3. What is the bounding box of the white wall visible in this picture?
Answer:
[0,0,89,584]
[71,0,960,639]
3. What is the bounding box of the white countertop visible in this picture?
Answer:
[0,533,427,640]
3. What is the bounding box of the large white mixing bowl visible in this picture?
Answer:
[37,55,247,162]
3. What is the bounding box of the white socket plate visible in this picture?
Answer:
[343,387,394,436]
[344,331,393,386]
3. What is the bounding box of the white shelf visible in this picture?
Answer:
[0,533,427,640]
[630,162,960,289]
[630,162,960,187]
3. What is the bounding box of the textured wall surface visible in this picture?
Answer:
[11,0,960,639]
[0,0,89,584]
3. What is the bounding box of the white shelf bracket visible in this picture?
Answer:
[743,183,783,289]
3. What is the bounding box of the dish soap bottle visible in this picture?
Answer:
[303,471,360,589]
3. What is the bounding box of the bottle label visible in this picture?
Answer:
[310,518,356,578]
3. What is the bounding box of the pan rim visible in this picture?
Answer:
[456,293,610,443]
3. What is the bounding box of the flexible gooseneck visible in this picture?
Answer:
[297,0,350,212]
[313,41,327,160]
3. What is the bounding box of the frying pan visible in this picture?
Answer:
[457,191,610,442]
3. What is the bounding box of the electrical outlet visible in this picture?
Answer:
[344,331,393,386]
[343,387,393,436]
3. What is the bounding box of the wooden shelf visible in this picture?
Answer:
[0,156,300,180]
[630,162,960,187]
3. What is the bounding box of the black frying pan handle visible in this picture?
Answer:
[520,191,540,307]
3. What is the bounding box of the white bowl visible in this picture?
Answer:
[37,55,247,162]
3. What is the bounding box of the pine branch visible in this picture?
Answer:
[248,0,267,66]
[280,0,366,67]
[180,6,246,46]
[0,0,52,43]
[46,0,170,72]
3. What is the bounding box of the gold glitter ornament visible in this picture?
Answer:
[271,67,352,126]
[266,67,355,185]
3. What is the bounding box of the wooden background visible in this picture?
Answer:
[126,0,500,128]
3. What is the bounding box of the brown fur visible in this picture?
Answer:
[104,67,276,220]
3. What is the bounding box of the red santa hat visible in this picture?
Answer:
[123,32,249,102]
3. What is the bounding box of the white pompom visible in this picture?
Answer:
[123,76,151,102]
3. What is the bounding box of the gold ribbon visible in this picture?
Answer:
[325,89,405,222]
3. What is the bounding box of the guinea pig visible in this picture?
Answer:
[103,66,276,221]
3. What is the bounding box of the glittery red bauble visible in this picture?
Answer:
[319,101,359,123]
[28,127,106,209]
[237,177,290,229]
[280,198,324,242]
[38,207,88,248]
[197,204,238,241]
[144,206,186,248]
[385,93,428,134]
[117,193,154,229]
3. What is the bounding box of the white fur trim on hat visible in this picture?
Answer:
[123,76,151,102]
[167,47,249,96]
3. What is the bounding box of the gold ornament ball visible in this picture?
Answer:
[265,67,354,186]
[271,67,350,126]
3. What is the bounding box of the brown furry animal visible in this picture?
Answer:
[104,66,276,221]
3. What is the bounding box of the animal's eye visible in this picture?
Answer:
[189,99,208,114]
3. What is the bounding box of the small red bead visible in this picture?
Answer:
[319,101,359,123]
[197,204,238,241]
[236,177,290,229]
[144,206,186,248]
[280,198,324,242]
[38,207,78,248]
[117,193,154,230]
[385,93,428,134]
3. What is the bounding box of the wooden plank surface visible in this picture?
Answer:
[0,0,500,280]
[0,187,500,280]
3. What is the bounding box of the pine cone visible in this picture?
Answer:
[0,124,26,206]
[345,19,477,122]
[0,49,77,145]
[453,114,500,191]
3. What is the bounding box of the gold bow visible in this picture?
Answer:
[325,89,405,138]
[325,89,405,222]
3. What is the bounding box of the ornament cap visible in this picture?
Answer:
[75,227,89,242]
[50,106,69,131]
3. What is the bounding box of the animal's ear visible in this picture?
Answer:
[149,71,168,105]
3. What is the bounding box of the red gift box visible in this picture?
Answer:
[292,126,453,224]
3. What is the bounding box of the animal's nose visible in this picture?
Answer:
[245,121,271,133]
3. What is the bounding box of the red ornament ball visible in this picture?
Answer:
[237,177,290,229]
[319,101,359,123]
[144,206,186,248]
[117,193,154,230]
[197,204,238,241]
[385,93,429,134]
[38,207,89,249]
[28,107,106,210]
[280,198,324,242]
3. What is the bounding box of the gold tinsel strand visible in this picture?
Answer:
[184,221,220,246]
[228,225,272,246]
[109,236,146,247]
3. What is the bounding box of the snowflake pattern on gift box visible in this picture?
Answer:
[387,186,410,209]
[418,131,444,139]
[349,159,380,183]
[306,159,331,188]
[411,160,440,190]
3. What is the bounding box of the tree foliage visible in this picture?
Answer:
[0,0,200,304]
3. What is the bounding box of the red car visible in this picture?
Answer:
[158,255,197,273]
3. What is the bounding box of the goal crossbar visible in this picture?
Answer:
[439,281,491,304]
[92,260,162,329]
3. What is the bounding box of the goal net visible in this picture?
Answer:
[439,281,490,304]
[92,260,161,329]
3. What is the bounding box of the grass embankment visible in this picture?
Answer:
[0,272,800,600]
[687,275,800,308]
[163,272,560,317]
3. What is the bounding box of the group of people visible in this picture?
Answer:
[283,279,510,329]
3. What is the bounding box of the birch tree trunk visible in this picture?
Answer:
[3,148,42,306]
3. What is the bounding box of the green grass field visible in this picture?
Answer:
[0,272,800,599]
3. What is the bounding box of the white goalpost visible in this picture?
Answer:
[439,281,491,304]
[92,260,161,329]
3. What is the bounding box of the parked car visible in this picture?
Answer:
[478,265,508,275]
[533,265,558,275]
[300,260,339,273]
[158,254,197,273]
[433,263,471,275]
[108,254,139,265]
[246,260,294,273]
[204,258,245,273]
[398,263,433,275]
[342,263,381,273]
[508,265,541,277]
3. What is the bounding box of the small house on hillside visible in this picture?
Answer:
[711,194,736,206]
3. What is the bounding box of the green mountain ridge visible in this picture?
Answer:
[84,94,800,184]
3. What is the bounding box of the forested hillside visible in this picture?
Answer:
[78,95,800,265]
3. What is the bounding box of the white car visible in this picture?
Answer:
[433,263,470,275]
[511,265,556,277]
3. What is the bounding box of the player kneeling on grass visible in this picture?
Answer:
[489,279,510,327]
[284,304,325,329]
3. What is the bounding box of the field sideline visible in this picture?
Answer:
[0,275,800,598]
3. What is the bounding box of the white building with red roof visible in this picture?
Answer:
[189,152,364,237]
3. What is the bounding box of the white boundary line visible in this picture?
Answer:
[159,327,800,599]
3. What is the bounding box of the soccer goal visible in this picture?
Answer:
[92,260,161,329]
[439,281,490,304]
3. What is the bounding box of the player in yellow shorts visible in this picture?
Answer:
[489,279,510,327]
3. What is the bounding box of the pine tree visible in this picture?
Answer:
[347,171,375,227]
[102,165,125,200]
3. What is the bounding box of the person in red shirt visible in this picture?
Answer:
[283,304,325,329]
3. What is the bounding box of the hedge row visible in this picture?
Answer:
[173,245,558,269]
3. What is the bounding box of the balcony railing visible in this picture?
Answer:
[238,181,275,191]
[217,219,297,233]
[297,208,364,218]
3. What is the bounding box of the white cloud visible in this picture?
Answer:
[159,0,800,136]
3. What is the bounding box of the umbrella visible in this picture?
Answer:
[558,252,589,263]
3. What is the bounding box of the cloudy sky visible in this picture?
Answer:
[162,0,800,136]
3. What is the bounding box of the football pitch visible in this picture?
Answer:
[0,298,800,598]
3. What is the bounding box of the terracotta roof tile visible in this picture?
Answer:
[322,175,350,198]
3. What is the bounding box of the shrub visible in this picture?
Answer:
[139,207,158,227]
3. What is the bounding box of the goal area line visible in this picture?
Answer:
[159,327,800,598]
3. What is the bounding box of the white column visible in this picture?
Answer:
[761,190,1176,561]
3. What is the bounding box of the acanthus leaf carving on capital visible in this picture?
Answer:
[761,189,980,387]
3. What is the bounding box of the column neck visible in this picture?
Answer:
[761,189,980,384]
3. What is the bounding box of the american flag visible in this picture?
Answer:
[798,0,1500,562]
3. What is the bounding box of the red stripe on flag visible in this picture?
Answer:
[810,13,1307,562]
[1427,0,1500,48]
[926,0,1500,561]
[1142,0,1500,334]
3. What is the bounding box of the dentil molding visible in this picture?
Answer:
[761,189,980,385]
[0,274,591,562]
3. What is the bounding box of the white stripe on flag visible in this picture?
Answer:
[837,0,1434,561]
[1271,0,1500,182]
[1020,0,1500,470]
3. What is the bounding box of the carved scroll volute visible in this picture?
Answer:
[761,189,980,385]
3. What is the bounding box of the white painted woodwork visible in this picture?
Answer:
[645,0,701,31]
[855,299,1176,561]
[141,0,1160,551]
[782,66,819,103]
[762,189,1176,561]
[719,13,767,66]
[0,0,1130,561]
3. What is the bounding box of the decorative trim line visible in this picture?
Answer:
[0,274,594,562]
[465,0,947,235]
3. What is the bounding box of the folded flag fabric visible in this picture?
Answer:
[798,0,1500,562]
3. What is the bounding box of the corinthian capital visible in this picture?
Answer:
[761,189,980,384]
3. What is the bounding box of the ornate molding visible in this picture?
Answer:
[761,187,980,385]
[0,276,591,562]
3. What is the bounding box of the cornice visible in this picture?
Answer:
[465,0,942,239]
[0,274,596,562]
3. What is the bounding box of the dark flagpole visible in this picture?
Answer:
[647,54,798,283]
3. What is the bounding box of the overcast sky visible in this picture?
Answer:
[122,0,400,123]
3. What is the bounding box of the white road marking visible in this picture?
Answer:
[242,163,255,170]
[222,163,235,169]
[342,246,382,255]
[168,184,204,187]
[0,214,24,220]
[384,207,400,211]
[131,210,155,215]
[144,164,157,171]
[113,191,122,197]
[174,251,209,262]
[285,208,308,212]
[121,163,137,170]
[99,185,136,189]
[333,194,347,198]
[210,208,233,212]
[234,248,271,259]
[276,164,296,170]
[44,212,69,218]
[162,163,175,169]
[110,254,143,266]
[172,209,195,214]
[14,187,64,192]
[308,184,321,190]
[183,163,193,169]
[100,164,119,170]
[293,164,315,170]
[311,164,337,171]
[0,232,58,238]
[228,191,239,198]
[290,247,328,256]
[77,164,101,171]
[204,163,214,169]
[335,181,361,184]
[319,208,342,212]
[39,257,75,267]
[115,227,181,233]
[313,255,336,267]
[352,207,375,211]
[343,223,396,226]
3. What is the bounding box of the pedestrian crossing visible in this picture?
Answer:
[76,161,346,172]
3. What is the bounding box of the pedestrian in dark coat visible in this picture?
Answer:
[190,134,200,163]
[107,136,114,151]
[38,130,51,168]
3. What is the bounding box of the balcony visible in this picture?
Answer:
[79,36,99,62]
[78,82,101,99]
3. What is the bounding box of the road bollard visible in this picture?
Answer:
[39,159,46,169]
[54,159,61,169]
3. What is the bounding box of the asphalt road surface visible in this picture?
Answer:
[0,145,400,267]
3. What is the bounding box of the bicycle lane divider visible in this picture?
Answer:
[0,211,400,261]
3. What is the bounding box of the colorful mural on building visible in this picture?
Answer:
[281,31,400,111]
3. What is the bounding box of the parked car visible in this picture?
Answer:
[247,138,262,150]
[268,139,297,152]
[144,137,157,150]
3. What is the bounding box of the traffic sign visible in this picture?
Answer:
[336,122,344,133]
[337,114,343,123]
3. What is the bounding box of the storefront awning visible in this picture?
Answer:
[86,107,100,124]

## GIVEN INSTRUCTION
Render the part of the listing that opens with the line containing "3. What is the bounding box of the flexible" and closes with the line containing "[103,66,276,221]" as a Markdown table with the columns No. and Entry. Number each line in the No. column, put the line itself under Entry, and leave out any blank lines.

## CORRECT OUTPUT
| No. | Entry |
|---|---|
| 1 | 3. What is the bounding box of the flexible gooseneck visible in this picture? |
| 2 | Answer: |
| 3 | [297,0,350,212] |
| 4 | [313,41,327,160] |
| 5 | 3. What is the bounding box of the frying pan visible in this picture? |
| 6 | Answer: |
| 7 | [457,191,610,442] |
| 8 | 3. What is the bounding box of the electrical outlet visible in this picture? |
| 9 | Answer: |
| 10 | [344,331,393,386] |
| 11 | [343,387,393,436] |
| 12 | 3. What is the bounding box of the wooden shelf visible in this picture? |
| 13 | Answer: |
| 14 | [0,156,300,180] |
| 15 | [630,162,960,187] |
| 16 | 3. What is the bounding box of the black frying pan handle visible in this picture? |
| 17 | Answer: |
| 18 | [520,191,540,307] |
| 19 | 3. What is the bounding box of the white bowl visible in this picture? |
| 20 | Answer: |
| 21 | [37,55,247,162] |
| 22 | 3. What is the bounding box of the pine branch visible in this picture? |
| 23 | Answer: |
| 24 | [248,0,267,66] |
| 25 | [280,0,366,67] |
| 26 | [180,6,246,46] |
| 27 | [0,0,52,43] |
| 28 | [46,0,170,72] |
| 29 | 3. What is the bounding box of the gold glitter ornament visible in this picture? |
| 30 | Answer: |
| 31 | [271,67,352,126] |
| 32 | [266,67,355,185] |
| 33 | 3. What is the bounding box of the wooden background visible in this picture? |
| 34 | Answer: |
| 35 | [126,0,500,128] |
| 36 | 3. What is the bounding box of the brown fur visible in this picture? |
| 37 | Answer: |
| 38 | [104,67,276,220] |
| 39 | 3. What is the bounding box of the red santa hat visible in this picture? |
| 40 | Answer: |
| 41 | [123,32,249,102] |
| 42 | 3. What is the bounding box of the white pompom visible in this picture? |
| 43 | Answer: |
| 44 | [123,76,151,102] |
| 45 | 3. What is the bounding box of the gold ribbon visible in this picture? |
| 46 | Answer: |
| 47 | [325,89,405,222] |
| 48 | 3. What is the bounding box of the guinea pig visible in this picture? |
| 49 | Answer: |
| 50 | [103,66,276,221] |